### Cel zadania 1
Przepisz bez zmian fragment tekstu o kontrrewolucji bolszewickiej, który otwierają słowa "W kolejnych rozdziałach", a zamykają słowa "wysoka to cena!".
### Cel zadania 2
Wymień wszystkie wydarzenia, dla których tekst o kontrrewolucji bolszewickiej podaje liczbę ofiar, i przy każdym z nich zapisz tę liczbę.
### Cel zadania 3
Jaką część głosów i miejsc zdobyli bolszewicy w wyborach do Konstytuanty według tekstu o kontrrewolucji bolszewickiej?

### Wyodrębniony tekst
>>

Adam Ciołkosz
Kontrrewolucja bolszewicka
[1963]
W swej książce „The Soviet Revolution” wykazał Rafał Abramowicz, najwybitniejszy spośród pozostałych przy życiu przywódców socjalistów-mienszewików rosyjskich, że przewrót bolszewicki w 1917 r. nie był dziełem rosyjskiej klasy robotniczej, lecz małej garstki spiskowców. Od samych swoich początków po dzień dzisiejszy jest bolszewizm dyktaturą mniejszości nad większością. Za największą zbrodnię bolszewików uważa Abramowicz rozpędzenie Konstytuanty, która była prawdziwym wyrazem woli ludowej. Chociaż wybory do Konstytuanty odbyły się już pod rządami bolszewików, to jednak zdobyli oni tylko 25% głosów i miejsc. Socjalrewolucjoniści i mienszewicy uzyskali 62%, a więc większość bezwzględną, konstytucyjni demokraci i inne stronnictwa mieszczańskie 13%. Nawet w Moskwie i w Piotrogrodzie nie udało się, bolszewikom zdobyć większości. Gdyby nie rozpędzenie Konstytuanty – twierdzi Abramowicz – można było uniknąć wojny domowej, można też było uniknąć kapitulacji w Brześciu i można było też uzyskać od aliantów zachodnich zwolnienie od obowiązków sojuszniczych. Lecz Lenin gardził zasadami demokracji; jedyną rzeczą, która miała dla niego znaczenie, było utrzymanie się bolszewików u władzy.
W kolejnych rozdziałach swej książki zestawia Abramowicz cenę, jaką Rosja zapłaciła za jednopartyjne rządy bolszewików. Liczbę ofiar wojny domowej obliczono na 9 milionów zabitych. Pierwszy wielki głód, w latach 1921-23, pochłonął co najmniej 5 milionów żyć. Kolektywizacja rolnictwa i drugi wielki głód w latach 1932-33 kosztowały 10 milionów żyć, do czego należy doliczyć spadek w przyroście ludności, obliczany na 12 milionów. Liczba ofiar wielkiej czystki w latach 1934-39 wynosiła 500 000. Straty Rosji w drugiej wojnie światowej, która była następstwem błędnej polityki Stalina, sięgały 30 milionów żyć. Zaiste, wysoka to cena!

<<

### Dostarczone informacje
>>

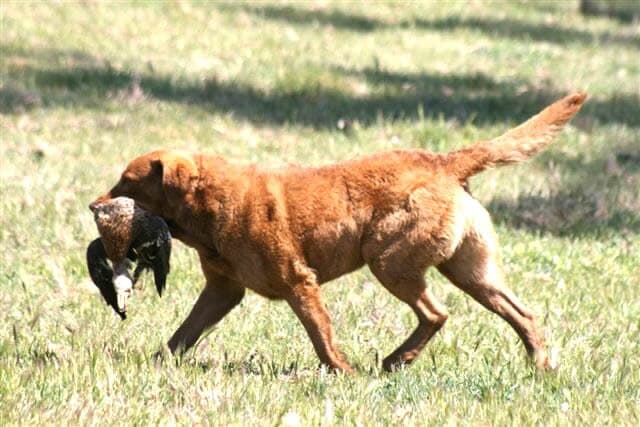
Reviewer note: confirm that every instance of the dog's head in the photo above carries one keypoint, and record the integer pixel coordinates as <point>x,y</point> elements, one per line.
<point>157,181</point>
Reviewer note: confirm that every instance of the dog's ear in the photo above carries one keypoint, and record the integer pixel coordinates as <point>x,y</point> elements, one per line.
<point>179,173</point>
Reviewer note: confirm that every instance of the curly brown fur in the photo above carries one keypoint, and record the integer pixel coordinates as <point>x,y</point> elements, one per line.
<point>283,233</point>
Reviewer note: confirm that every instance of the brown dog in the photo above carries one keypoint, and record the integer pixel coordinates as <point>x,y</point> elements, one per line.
<point>283,233</point>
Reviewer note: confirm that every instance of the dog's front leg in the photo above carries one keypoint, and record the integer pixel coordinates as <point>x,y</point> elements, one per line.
<point>306,303</point>
<point>216,300</point>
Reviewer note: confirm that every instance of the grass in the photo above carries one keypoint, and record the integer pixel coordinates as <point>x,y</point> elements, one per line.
<point>84,87</point>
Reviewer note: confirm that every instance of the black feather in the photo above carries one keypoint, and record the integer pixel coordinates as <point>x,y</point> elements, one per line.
<point>102,274</point>
<point>152,245</point>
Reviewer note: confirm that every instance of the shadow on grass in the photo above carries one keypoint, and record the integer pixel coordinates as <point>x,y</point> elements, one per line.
<point>512,28</point>
<point>588,203</point>
<point>479,98</point>
<point>518,29</point>
<point>391,95</point>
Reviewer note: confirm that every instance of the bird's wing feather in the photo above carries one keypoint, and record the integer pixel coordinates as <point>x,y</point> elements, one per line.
<point>102,274</point>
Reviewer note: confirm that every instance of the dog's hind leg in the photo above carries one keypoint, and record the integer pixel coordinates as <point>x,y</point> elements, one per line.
<point>412,289</point>
<point>474,269</point>
<point>307,304</point>
<point>216,300</point>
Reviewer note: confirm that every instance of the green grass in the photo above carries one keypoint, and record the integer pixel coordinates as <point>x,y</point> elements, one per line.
<point>84,87</point>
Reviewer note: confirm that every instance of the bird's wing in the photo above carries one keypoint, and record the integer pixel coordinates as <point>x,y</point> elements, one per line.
<point>102,275</point>
<point>160,262</point>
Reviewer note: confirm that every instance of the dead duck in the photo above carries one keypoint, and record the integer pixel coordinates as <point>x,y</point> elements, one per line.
<point>128,235</point>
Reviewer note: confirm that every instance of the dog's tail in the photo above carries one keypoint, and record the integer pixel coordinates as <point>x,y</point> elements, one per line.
<point>519,143</point>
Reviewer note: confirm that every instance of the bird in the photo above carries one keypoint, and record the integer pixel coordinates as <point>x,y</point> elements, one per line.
<point>128,235</point>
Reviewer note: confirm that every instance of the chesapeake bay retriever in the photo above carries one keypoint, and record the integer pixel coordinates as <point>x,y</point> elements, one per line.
<point>283,233</point>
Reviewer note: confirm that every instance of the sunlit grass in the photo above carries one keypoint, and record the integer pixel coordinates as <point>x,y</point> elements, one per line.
<point>85,87</point>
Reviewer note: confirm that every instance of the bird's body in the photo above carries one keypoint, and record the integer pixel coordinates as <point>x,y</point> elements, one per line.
<point>128,234</point>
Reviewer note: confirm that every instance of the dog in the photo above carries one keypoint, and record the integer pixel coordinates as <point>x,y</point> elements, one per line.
<point>282,233</point>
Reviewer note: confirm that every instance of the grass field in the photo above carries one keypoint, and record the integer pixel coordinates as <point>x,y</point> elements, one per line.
<point>86,86</point>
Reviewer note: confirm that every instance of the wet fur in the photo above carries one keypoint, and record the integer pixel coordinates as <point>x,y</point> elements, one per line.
<point>283,233</point>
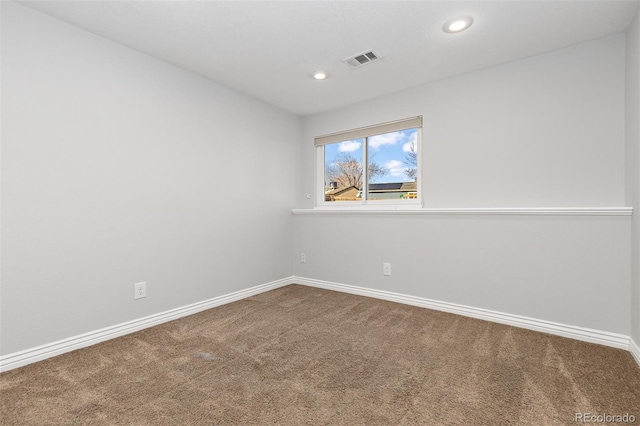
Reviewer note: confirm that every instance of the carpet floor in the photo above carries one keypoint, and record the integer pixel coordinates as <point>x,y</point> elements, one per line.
<point>305,356</point>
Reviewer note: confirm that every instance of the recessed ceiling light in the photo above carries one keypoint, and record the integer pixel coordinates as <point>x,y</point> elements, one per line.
<point>320,75</point>
<point>458,24</point>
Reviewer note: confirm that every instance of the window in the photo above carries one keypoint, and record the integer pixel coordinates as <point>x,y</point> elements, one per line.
<point>389,150</point>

<<

### Pełne rozwiązanie 1
W kolejnych rozdziałach swej książki zestawia Abramowicz cenę, jaką Rosja zapłaciła za jednopartyjne rządy bolszewików. Liczbę ofiar wojny domowej obliczono na 9 milionów zabitych. Pierwszy wielki głód, w latach 1921-23, pochłonął co najmniej 5 milionów żyć. Kolektywizacja rolnictwa i drugi wielki głód w latach 1932-33 kosztowały 10 milionów żyć, do czego należy doliczyć spadek w przyroście ludności, obliczany na 12 milionów. Liczba ofiar wielkiej czystki w latach 1934-39 wynosiła 500 000. Straty Rosji w drugiej wojnie światowej, która była następstwem błędnej polityki Stalina, sięgały 30 milionów żyć. Zaiste, wysoka to cena!

### Pełne rozwiązanie 2
1. Wojna domowa: 9 milionów zabitych.
2. Pierwszy wielki głód w latach 1921-23: co najmniej 5 milionów żyć.
3. Kolektywizacja rolnictwa i drugi wielki głód w latach 1932-33: 10 milionów żyć.
4. Wielka czystka w latach 1934-39: 500 000.
5. Druga wojna światowa: 30 milionów żyć.

### Pełne rozwiązanie 3
Bolszewicy zdobyli 25% głosów i miejsc.